• [THE TASK]:
Exactly as they appear, copy the lines from the one holding "Where can the navy shorts" through the end of the records, leaving pictures out.
Segment Start: PROVIDED ENTRIES
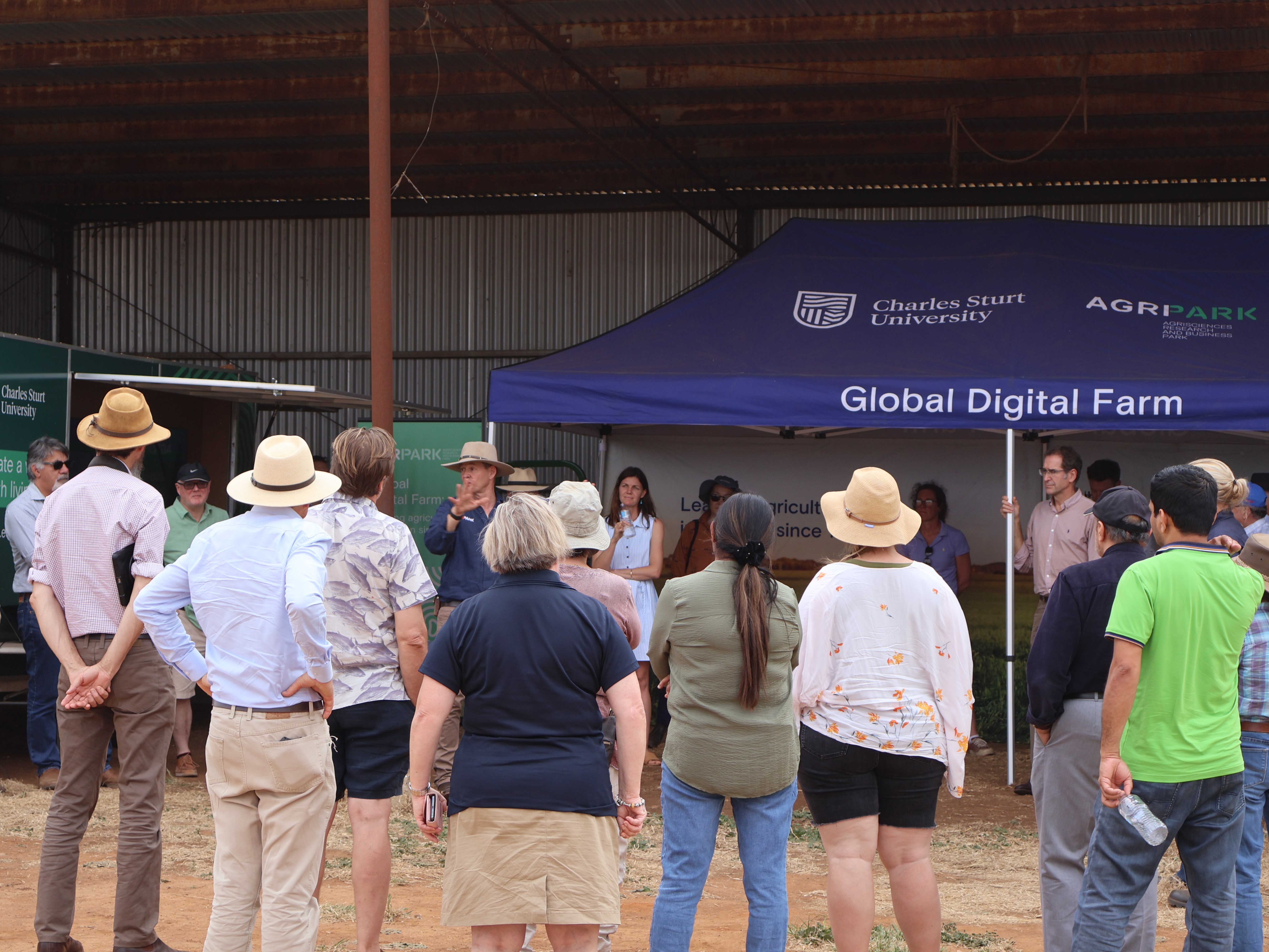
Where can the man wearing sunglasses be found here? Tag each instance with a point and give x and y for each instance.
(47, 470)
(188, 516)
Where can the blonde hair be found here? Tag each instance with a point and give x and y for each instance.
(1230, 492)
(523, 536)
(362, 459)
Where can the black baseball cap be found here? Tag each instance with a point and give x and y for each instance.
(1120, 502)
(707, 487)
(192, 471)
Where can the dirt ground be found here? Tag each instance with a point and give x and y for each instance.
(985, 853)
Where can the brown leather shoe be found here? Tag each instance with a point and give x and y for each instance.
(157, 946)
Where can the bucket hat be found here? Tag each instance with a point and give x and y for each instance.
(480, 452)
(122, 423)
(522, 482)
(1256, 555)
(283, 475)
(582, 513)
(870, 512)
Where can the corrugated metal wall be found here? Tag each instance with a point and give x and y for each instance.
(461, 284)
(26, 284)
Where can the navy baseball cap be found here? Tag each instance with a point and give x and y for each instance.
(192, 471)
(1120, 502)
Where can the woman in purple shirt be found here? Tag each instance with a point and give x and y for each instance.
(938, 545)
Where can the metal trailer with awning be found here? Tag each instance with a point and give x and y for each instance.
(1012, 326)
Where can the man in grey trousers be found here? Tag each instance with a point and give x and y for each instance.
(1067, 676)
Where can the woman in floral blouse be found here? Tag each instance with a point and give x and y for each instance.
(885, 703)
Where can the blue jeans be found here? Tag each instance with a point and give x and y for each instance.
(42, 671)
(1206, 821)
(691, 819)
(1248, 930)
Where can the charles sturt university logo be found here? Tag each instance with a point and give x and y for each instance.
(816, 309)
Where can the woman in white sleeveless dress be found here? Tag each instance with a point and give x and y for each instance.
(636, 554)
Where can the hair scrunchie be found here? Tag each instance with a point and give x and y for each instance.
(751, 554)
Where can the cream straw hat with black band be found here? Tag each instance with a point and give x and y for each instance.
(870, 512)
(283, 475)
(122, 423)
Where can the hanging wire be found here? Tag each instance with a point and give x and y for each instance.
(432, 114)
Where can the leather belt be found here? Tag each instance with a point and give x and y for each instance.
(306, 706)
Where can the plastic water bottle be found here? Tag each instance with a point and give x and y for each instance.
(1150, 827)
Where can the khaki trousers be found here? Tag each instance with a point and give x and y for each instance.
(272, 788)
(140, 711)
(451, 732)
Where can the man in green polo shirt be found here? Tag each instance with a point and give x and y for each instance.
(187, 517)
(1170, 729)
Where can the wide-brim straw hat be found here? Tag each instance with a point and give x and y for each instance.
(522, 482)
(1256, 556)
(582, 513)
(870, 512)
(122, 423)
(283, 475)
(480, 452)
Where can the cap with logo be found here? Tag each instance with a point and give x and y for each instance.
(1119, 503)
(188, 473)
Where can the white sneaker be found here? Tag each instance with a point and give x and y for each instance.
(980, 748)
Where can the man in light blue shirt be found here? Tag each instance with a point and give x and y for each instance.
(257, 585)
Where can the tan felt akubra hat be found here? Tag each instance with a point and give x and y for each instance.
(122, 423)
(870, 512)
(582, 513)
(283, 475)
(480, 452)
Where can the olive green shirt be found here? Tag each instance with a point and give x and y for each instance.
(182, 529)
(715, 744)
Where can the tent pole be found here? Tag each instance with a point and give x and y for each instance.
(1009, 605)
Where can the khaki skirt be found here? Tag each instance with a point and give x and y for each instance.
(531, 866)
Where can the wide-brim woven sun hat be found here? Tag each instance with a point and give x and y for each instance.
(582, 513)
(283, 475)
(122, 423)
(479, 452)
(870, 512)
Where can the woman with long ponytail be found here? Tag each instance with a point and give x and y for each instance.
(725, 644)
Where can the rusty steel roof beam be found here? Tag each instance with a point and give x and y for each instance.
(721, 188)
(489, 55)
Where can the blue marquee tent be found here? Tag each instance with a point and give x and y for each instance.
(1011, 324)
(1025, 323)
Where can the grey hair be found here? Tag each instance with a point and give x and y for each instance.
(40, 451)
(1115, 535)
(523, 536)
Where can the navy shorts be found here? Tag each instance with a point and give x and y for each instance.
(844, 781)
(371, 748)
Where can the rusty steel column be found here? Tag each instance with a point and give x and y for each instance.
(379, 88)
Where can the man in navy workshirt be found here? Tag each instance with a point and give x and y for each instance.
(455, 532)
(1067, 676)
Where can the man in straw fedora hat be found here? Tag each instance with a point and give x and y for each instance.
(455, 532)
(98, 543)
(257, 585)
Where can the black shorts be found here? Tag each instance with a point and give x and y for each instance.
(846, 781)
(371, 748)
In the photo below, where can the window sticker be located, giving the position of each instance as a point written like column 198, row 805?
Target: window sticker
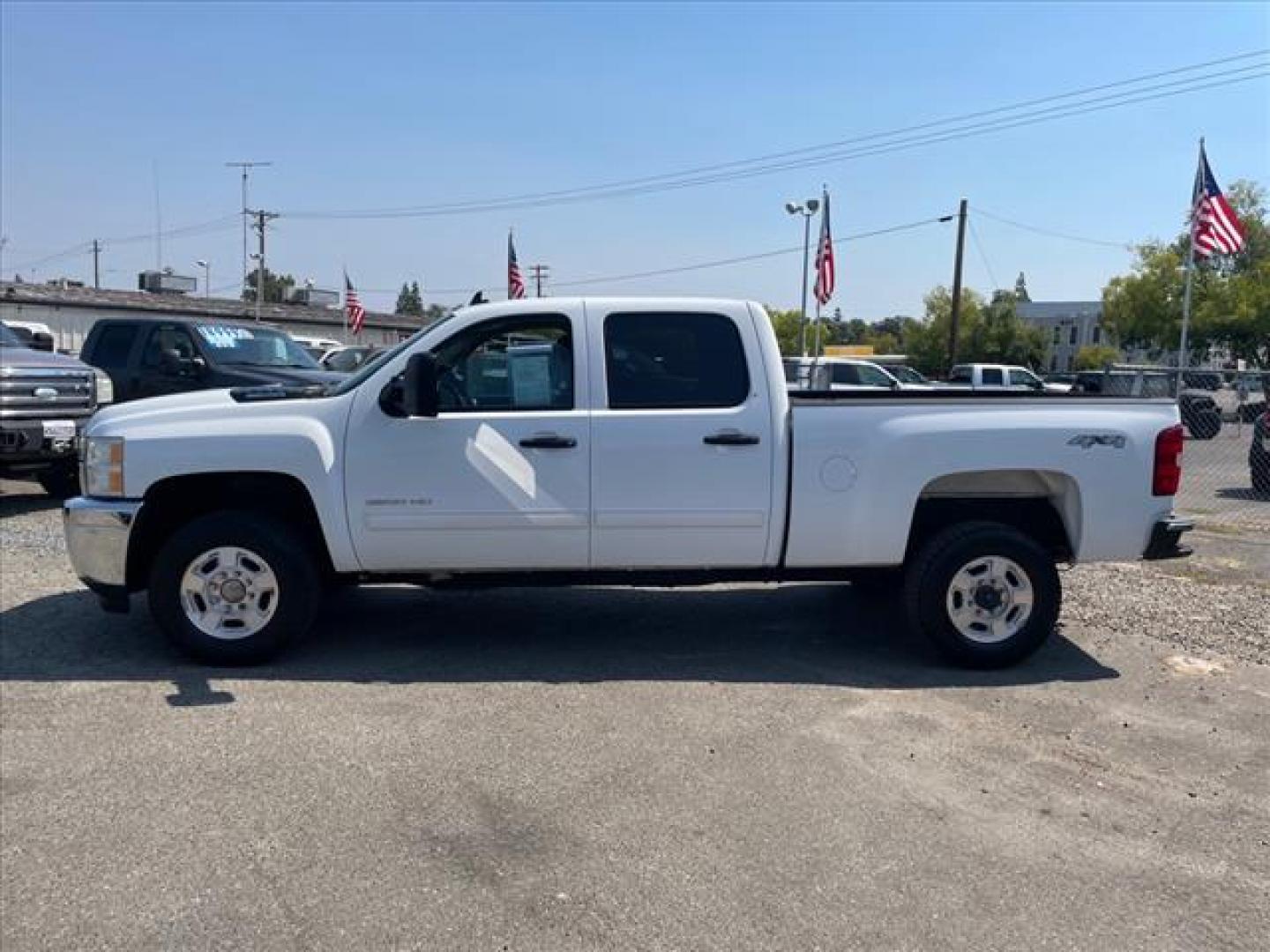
Segment End: PROVIDED ENTRIES
• [COMPLETED EXERCISE]:
Where can the navy shorts be found here? Tag each instance with a point and give x and y for each instance.
(844, 781)
(371, 748)
Where can the rusty steel column be found here? Tag each instance with a point and give x and y for each instance.
(379, 88)
Where can the man in navy workshirt be found here? Tag each instance with a point and give x and y for each instance.
(455, 532)
(1067, 676)
Where can the man in straw fedora hat be found here? Tag each instance with a point and give x and y for each instance.
(455, 532)
(98, 543)
(257, 585)
Where can the black shorts be found here? Tag each instance with a point and give x and y for each instance.
(846, 781)
(371, 748)
In the photo below, where can the window sticker be located, giving the position of each instance as a point written like column 198, row 805?
Target: window sticker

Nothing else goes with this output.